* Auszug *
Viele kritische Journalisten und Menschenrechtsgruppen sehen hierin
den Hauptskandal. Söldnerfirmen begehen Verbrechen und können
dafür von keinem Gericht der Welt belangt werden. Unseres Erachtens
nach, liegt das Problem jedoch an einer ganz anderen Stelle. Man sollte
bei seiner Klärung auch auf die Frage zurückkommen, ob es sich
bei den Angestellten von Blackwater um richtige Söldner handelt. Im
Fall der Latinos und anderer Ausländer kann man diese sicher bejahen.
Aber Scott Helvenston und seine drei Kameraden waren alle überzeugte
Patrioten, die Bushs Märchen von Saddams Massenvernichtungswaffen
und seinen Verbindungen zu Al Qaida glaubten, und die ihrem Land dienen
wollten. Natürlich hat Geld dabei eine Rolle gespielt, aber das tut
es bei jedem Berufssoldaten, der mit den Zulagen eines Auslandseinsatzes
rechnet. Sie standen zwar auf der Gehaltsliste einer Privatfirma, die aber
wiederum vom Pentagon beauftragt war. Alles in allem können wir solche
Leuten auch beim besten Willen nicht als Söldner bezeichnen. Man
müsste den Begriff sonst auch auf fast alle britischen Kolonialoffiziere
bis Mitte des 19. Jahrhunderts anwenden, da sie ja im Dienst privater
Handelsgesellschaften standen.

* Bereitgestellte Daten *

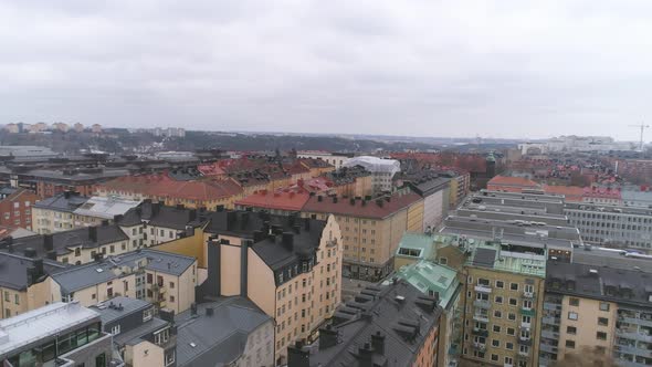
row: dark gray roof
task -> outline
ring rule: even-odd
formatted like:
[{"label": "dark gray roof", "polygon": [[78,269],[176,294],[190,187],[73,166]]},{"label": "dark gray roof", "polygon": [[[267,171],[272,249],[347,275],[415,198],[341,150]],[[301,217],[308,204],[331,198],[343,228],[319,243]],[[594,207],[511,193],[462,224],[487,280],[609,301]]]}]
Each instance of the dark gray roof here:
[{"label": "dark gray roof", "polygon": [[[0,252],[0,286],[22,291],[28,287],[28,268],[34,266],[34,259],[14,253]],[[44,260],[43,272],[49,274],[61,271],[66,265]]]},{"label": "dark gray roof", "polygon": [[[95,232],[95,234],[93,234]],[[31,248],[36,251],[38,258],[45,258],[48,249],[45,241],[48,237],[52,237],[52,250],[57,255],[65,255],[71,253],[69,248],[83,247],[85,249],[94,249],[99,245],[115,243],[119,241],[127,241],[129,237],[116,224],[106,224],[88,228],[78,228],[64,232],[56,232],[53,234],[38,234],[13,239],[13,250],[17,253],[24,253],[25,249]],[[95,237],[95,239],[93,239]],[[0,251],[8,251],[7,248]]]},{"label": "dark gray roof", "polygon": [[624,252],[623,250],[616,251],[596,247],[580,247],[575,249],[572,262],[623,270],[635,270],[634,268],[638,268],[644,272],[652,273],[652,259],[625,256]]},{"label": "dark gray roof", "polygon": [[201,210],[167,207],[145,200],[138,207],[129,209],[117,222],[123,227],[132,227],[146,221],[150,226],[185,230],[187,226],[200,226],[201,214]]},{"label": "dark gray roof", "polygon": [[475,251],[475,256],[473,256],[474,266],[494,268],[495,262],[496,250],[481,248]]},{"label": "dark gray roof", "polygon": [[650,307],[652,273],[578,263],[548,262],[546,292]]},{"label": "dark gray roof", "polygon": [[136,312],[143,312],[144,310],[150,307],[153,307],[153,305],[147,301],[125,296],[116,296],[106,302],[103,302],[102,304],[91,306],[90,308],[93,308],[97,313],[99,313],[102,324],[108,324],[116,319],[123,318],[126,315],[130,315]]},{"label": "dark gray roof", "polygon": [[[312,259],[319,248],[322,232],[326,222],[314,219],[304,219],[304,221],[309,222],[308,229],[304,224],[298,233],[293,232],[292,245],[285,244],[281,235],[267,235],[262,241],[253,244],[253,251],[272,270],[278,270],[295,263],[299,258]],[[290,228],[284,230],[292,231]]]},{"label": "dark gray roof", "polygon": [[[208,307],[213,308],[212,316],[206,314]],[[200,304],[197,316],[186,311],[177,315],[176,323],[177,366],[213,367],[239,358],[248,336],[272,318],[251,301],[236,296]]]},{"label": "dark gray roof", "polygon": [[86,202],[86,200],[88,200],[86,197],[63,192],[55,197],[38,201],[34,203],[34,207],[55,211],[73,212],[75,209]]},{"label": "dark gray roof", "polygon": [[[429,332],[439,327],[440,316],[437,301],[407,282],[368,286],[337,310],[330,326],[337,342],[333,346],[324,339],[313,344],[309,366],[362,366],[359,349],[372,335],[385,337],[385,353],[372,353],[375,365],[411,366]],[[323,332],[320,338],[326,335]]]},{"label": "dark gray roof", "polygon": [[59,283],[65,293],[83,290],[88,286],[105,283],[117,279],[122,272],[114,272],[123,266],[136,269],[138,261],[143,261],[143,268],[161,273],[181,275],[196,261],[194,258],[183,256],[170,252],[156,250],[136,250],[117,256],[109,256],[99,262],[92,262],[66,269],[52,274],[52,279]]}]

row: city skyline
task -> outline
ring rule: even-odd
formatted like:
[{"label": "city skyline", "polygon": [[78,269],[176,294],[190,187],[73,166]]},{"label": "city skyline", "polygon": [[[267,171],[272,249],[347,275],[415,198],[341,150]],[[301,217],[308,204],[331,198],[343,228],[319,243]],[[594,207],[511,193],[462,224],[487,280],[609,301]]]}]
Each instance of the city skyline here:
[{"label": "city skyline", "polygon": [[650,7],[3,3],[0,120],[638,140]]}]

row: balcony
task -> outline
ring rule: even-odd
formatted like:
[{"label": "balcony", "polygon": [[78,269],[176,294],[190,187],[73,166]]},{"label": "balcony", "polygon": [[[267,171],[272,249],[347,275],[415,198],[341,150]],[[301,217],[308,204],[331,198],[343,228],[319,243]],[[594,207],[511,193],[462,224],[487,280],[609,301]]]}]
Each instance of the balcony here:
[{"label": "balcony", "polygon": [[476,336],[484,336],[484,337],[488,337],[488,331],[482,329],[482,328],[477,328],[474,327],[473,332],[471,332],[471,334],[476,335]]},{"label": "balcony", "polygon": [[520,314],[524,316],[534,317],[535,312],[534,312],[534,310],[528,308],[528,307],[520,307]]},{"label": "balcony", "polygon": [[480,293],[492,293],[492,289],[487,285],[479,284],[475,286],[475,292]]},{"label": "balcony", "polygon": [[532,347],[532,339],[530,338],[518,338],[518,344],[519,345],[527,345],[528,347]]},{"label": "balcony", "polygon": [[541,331],[541,337],[546,339],[558,339],[559,333],[553,331]]},{"label": "balcony", "polygon": [[643,333],[628,332],[628,331],[623,331],[623,329],[618,328],[618,329],[616,329],[616,335],[623,337],[623,338],[628,338],[628,339],[652,343],[652,336],[648,335],[648,334],[643,334]]},{"label": "balcony", "polygon": [[632,354],[637,356],[642,356],[646,358],[652,358],[652,350],[639,348],[637,346],[631,345],[614,345],[613,349],[620,353]]},{"label": "balcony", "polygon": [[488,315],[476,313],[473,315],[473,319],[479,321],[481,323],[488,323]]},{"label": "balcony", "polygon": [[544,310],[548,310],[548,311],[561,311],[561,305],[558,304],[558,303],[544,302]]},{"label": "balcony", "polygon": [[559,325],[561,323],[561,318],[559,317],[551,317],[551,316],[545,316],[543,318],[544,324],[547,325]]},{"label": "balcony", "polygon": [[486,344],[474,342],[473,343],[473,348],[476,349],[476,350],[485,352],[486,350]]},{"label": "balcony", "polygon": [[550,345],[550,344],[546,344],[546,343],[541,343],[539,348],[541,349],[541,352],[546,352],[546,353],[550,353],[550,354],[557,354],[557,350],[558,350],[558,348],[556,346]]},{"label": "balcony", "polygon": [[632,325],[643,325],[643,326],[652,327],[652,321],[644,319],[644,318],[619,316],[618,321],[621,323],[628,323],[628,324],[632,324]]}]

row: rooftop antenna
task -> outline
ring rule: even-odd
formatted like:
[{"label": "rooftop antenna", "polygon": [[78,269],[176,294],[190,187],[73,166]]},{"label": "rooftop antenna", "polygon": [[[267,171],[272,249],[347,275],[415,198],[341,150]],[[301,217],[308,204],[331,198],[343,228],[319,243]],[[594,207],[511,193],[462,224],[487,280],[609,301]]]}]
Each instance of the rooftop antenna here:
[{"label": "rooftop antenna", "polygon": [[639,143],[639,149],[640,149],[641,151],[643,151],[643,132],[644,132],[646,128],[650,128],[650,125],[640,124],[640,125],[630,125],[630,127],[638,127],[638,128],[640,128],[640,129],[641,129],[641,140],[640,140],[640,143]]}]

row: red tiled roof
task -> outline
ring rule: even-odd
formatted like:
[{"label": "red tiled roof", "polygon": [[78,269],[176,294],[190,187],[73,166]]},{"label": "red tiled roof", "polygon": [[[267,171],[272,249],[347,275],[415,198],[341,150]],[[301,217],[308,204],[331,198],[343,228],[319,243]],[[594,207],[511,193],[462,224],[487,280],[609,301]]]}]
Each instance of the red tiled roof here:
[{"label": "red tiled roof", "polygon": [[218,162],[199,165],[197,166],[197,170],[199,170],[203,176],[220,176],[225,174],[225,171],[220,168]]},{"label": "red tiled roof", "polygon": [[564,195],[566,201],[581,201],[585,189],[578,186],[546,185],[544,191],[546,193]]},{"label": "red tiled roof", "polygon": [[379,206],[376,199],[366,201],[365,205],[362,205],[362,200],[356,200],[351,205],[350,199],[338,198],[337,202],[334,202],[330,197],[323,197],[322,201],[318,198],[318,196],[311,197],[303,211],[382,219],[421,200],[419,195],[411,191],[396,192],[389,197],[389,201],[378,199],[382,201],[382,206]]},{"label": "red tiled roof", "polygon": [[309,193],[303,190],[277,190],[276,192],[260,190],[253,195],[235,201],[235,205],[264,209],[301,211],[306,201],[308,201],[309,197]]},{"label": "red tiled roof", "polygon": [[242,192],[233,180],[177,181],[166,175],[126,176],[98,188],[187,200],[218,200]]}]

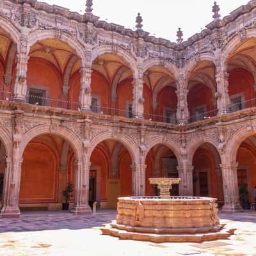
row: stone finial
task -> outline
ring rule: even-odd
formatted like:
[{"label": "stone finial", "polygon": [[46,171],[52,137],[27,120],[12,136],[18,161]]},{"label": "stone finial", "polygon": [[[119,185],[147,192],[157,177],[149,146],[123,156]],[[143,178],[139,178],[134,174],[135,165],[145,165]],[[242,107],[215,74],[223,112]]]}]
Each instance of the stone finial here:
[{"label": "stone finial", "polygon": [[92,0],[86,0],[86,9],[85,9],[85,12],[87,14],[92,14],[92,10],[93,10],[92,6],[93,5]]},{"label": "stone finial", "polygon": [[137,31],[142,30],[142,27],[143,26],[143,25],[142,25],[141,23],[142,23],[143,20],[142,19],[141,16],[140,15],[140,13],[138,13],[138,16],[136,17],[136,28],[137,29],[136,29]]},{"label": "stone finial", "polygon": [[177,39],[177,42],[178,44],[180,44],[183,41],[182,36],[183,32],[180,30],[180,28],[179,28],[179,30],[177,31],[177,36],[178,38]]},{"label": "stone finial", "polygon": [[214,5],[212,6],[212,12],[214,13],[212,18],[214,20],[219,20],[220,17],[220,14],[219,12],[220,11],[219,6],[217,4],[217,2],[214,2]]}]

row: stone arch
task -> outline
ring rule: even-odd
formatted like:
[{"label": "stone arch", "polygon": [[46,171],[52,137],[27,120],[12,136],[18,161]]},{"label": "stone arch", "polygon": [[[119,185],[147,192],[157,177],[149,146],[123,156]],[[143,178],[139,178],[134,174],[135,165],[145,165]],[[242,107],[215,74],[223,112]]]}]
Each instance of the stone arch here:
[{"label": "stone arch", "polygon": [[81,140],[75,135],[72,131],[65,127],[58,127],[55,131],[51,131],[51,126],[49,124],[42,125],[31,129],[27,132],[23,137],[20,145],[20,157],[23,155],[24,150],[29,141],[34,138],[45,134],[51,134],[59,136],[68,141],[72,147],[76,159],[77,161],[81,161],[82,143]]},{"label": "stone arch", "polygon": [[216,152],[218,153],[220,158],[221,154],[218,148],[218,143],[216,140],[214,140],[214,139],[208,136],[204,136],[202,138],[196,137],[195,139],[192,140],[187,147],[188,163],[192,165],[193,157],[194,157],[195,152],[196,152],[196,149],[205,143],[209,143],[213,148],[214,148]]},{"label": "stone arch", "polygon": [[68,45],[72,49],[72,50],[77,53],[77,55],[81,58],[82,67],[84,67],[85,54],[84,47],[77,40],[74,39],[74,36],[72,36],[65,32],[62,33],[61,38],[59,39],[56,37],[56,31],[54,29],[36,30],[30,34],[29,45],[28,46],[28,49],[29,49],[30,47],[37,42],[45,39],[54,39],[60,40]]},{"label": "stone arch", "polygon": [[10,33],[10,38],[17,45],[20,44],[20,33],[19,29],[9,20],[1,16],[0,28],[2,28],[6,32]]},{"label": "stone arch", "polygon": [[164,87],[169,86],[169,87],[173,87],[174,83],[172,83],[170,84],[164,84],[164,82],[167,80],[167,77],[162,77],[157,83],[156,85],[155,88],[154,88],[153,90],[153,100],[152,100],[152,106],[153,106],[153,109],[156,109],[156,108],[157,107],[157,95],[159,92],[162,89],[163,89]]},{"label": "stone arch", "polygon": [[4,145],[7,157],[10,157],[12,151],[12,135],[1,125],[0,125],[0,141]]},{"label": "stone arch", "polygon": [[155,139],[151,140],[147,144],[147,150],[145,151],[145,156],[148,154],[149,151],[154,146],[157,145],[163,145],[170,148],[175,155],[175,157],[178,161],[178,164],[181,165],[182,157],[180,153],[180,147],[178,144],[170,139],[166,139],[164,138],[156,138]]},{"label": "stone arch", "polygon": [[93,61],[97,57],[102,55],[105,53],[112,53],[120,57],[125,62],[128,64],[129,67],[132,72],[133,76],[136,77],[136,61],[134,56],[128,53],[127,51],[123,50],[122,48],[118,47],[116,52],[113,49],[112,45],[102,45],[95,47],[92,51],[92,60]]},{"label": "stone arch", "polygon": [[166,61],[163,65],[160,58],[147,60],[143,63],[143,74],[150,67],[153,66],[163,66],[173,74],[175,80],[178,80],[179,70],[173,64],[169,61]]},{"label": "stone arch", "polygon": [[236,51],[236,49],[242,44],[244,43],[246,40],[251,39],[252,38],[256,38],[256,29],[248,29],[246,30],[246,38],[241,40],[238,35],[234,36],[225,46],[222,50],[222,56],[223,56],[223,61],[227,67],[228,60],[232,54]]},{"label": "stone arch", "polygon": [[231,139],[227,143],[227,146],[225,150],[225,157],[227,163],[235,163],[236,161],[238,149],[242,142],[246,138],[255,135],[256,132],[252,128],[242,127],[234,132]]},{"label": "stone arch", "polygon": [[124,134],[118,134],[116,137],[113,137],[113,133],[110,132],[102,132],[92,140],[92,147],[90,148],[90,150],[88,150],[88,159],[90,158],[95,147],[99,143],[106,140],[113,140],[122,143],[130,154],[132,163],[138,163],[138,147],[134,141],[127,135]]},{"label": "stone arch", "polygon": [[190,76],[190,74],[192,72],[192,71],[201,62],[211,61],[213,64],[214,64],[214,65],[216,65],[215,56],[212,53],[205,52],[200,54],[199,56],[200,56],[199,60],[197,58],[194,58],[188,63],[188,65],[186,65],[186,70],[187,74],[187,77],[188,77]]}]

* Ihre Aufgaben *
**A.** Entnehmen Sie dem Auszug wortgetreu die Stelle von „Aber Scott Helvenston“ bis „Handelsgesellschaften standen.“.
**B.** Von wem war laut dem Auszug die Privatfirma beauftragt, auf deren Gehaltsliste Scott Helvenston und seine drei Kameraden standen?
Die Datensätze sind eigenständiges Material und gehören nicht zum Auszug.

* Lösungen *
**A.**
Aber Scott Helvenston und seine drei Kameraden waren alle überzeugte
Patrioten, die Bushs Märchen von Saddams Massenvernichtungswaffen
und seinen Verbindungen zu Al Qaida glaubten, und die ihrem Land dienen
wollten. Natürlich hat Geld dabei eine Rolle gespielt, aber das tut
es bei jedem Berufssoldaten, der mit den Zulagen eines Auslandseinsatzes
rechnet. Sie standen zwar auf der Gehaltsliste einer Privatfirma, die aber
wiederum vom Pentagon beauftragt war. Alles in allem können wir solche
Leuten auch beim besten Willen nicht als Söldner bezeichnen. Man
müsste den Begriff sonst auch auf fast alle britischen Kolonialoffiziere
bis Mitte des 19. Jahrhunderts anwenden, da sie ja im Dienst privater
Handelsgesellschaften standen.

**B.** Vom Pentagon.